## TEXT SEGMENT:
....
Part 5: Terraform - Code Structuring

In this part of the series, we look at approaches to structuring terraform code.

As usual, if you haven't read the previous parts I have linked them below.

This post assumes requisite knowledge of networking. To maintain a better flow, it is also highly recommended to read the previous posts for a background on terraform.

In this post

What factors can determine code structure?
What problem are we trying to solve with this code?
Steps to create environment
Diagram of resource dependencies and relationships
Types of resources in the cloud
Terraform community suggested code structure
What does each file in the hierarchy do or contain?
Deploying part of the infrastructure

We start with a clear statement. There is no one size fits all approach regarding how to structure a terraform code repository!

What factors can determine code structure?

Sometimes it may make sense to write all of the code in one file. Other times, it may provide flexibility to disperse the component configurations into different files in a directory. For more complex projects, it may make sense to have multiple directories and use a modules approach referencing each other.

The optimal structure to use will depend on a variety of factors like:

the scope of the project
the complexity of the project
the purpose of the code
collaboration requirements between teams
how often the code changes, and so on.

To illustrate this, let's look at the following practical scenario.

We need to create an AWS infrastructure which is represented by the diagram below:

There are two VPCs: application and database VPCs. Inside each VPC, we have two subnets. app-subnet-a hosts resources for one application and app-subnet-b hosts resources for a different application. The database counterparts of these applications reside in a different VPC and availability zone.

This is not an actual design. In the real world, you'd typically choose to deploy the application and database resources in a redundant manner and in multiple availability zones.

We are tasked to ALLOW "subnet-a-to-subnet-a" or "subnet-b-to-subnet-b" communication across the peering. Application servers on the left can communicate with their database counterparts on the other side.
We are tasked to DENY "subnet-a-to-subnet-b" or "subnet-b-to-subnet-a" communication across the peering. Application servers on the left cannot access databases that do not correspond to them.

A couple of options we can consider to accomplish this traffic isolation requirement:

We have a single route table shared by the subnets in each VPC (either app-rtb or db-rtb). For that reason, our capability to implement traffic isolation on a routing level is limited.
A convenient place to implement the traffic permit/deny requirement is by using rules on the security groups attached to the EC2 instance network interfaces.

What are the steps we need to take to create this environment?
....
(Collected data entries)
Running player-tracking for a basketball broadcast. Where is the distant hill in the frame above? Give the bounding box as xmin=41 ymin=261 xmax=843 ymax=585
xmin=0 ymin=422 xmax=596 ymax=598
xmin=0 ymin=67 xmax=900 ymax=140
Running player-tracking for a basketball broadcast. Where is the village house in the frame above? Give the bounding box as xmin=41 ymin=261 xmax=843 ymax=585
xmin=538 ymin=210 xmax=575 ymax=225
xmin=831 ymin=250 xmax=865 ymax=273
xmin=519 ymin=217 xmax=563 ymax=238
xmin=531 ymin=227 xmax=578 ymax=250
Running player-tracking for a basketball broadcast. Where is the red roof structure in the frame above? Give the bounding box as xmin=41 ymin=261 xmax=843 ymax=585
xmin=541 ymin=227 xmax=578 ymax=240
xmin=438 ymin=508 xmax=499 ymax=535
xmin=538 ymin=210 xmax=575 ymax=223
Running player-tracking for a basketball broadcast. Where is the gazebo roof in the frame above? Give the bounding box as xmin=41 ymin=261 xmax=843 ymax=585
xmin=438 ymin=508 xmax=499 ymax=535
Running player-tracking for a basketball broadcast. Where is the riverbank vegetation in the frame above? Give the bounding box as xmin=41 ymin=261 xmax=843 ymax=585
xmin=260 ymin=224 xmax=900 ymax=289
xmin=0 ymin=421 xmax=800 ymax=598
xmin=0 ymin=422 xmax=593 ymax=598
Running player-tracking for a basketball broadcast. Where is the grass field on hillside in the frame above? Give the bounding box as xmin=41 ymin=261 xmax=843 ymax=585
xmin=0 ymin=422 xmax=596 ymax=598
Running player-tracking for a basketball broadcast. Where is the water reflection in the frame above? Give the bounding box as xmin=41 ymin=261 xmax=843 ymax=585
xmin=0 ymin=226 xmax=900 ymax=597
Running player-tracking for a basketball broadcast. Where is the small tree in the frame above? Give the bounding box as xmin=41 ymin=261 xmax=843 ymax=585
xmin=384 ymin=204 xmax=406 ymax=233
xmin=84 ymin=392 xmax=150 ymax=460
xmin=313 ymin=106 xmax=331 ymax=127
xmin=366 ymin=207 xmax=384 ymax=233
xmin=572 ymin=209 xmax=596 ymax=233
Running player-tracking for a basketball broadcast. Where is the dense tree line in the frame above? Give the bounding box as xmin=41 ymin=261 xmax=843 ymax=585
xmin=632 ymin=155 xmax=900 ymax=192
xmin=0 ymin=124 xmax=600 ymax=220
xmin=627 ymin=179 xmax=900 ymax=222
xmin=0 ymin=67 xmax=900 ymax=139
....
## DIRECTIVE 1:
For each statement below, answer yes or no according to the Terraform code-structuring article, and support each answer with the deciding words quoted exactly: (a) a single approach to structuring a terraform code repository suits every project; (b) each VPC in the scenario contains two subnets; (c) security group rules attached to the EC2 instance network interfaces are a convenient place to implement the traffic permit/deny requirement.
## DIRECTIVE 2:
Set down verbatim the passage of the Terraform code-structuring article starting at "We start with" and ending at "referencing each other.".
The entries have no connection to the Terraform code-structuring article.

## TASK OUTPUT 1:
(a) No: "There is no one size fits all approach regarding how to structure a terraform code repository!"
(b) Yes: "Inside each VPC, we have two subnets."
(c) Yes: "A convenient place to implement the traffic permit/deny requirement is by using rules on the security groups attached to the EC2 instance network interfaces."

## TASK OUTPUT 2:
We start with a clear statement. There is no one size fits all approach regarding how to structure a terraform code repository!

What factors can determine code structure?

Sometimes it may make sense to write all of the code in one file. Other times, it may provide flexibility to disperse the component configurations into different files in a directory. For more complex projects, it may make sense to have multiple directories and use a modules approach referencing each other.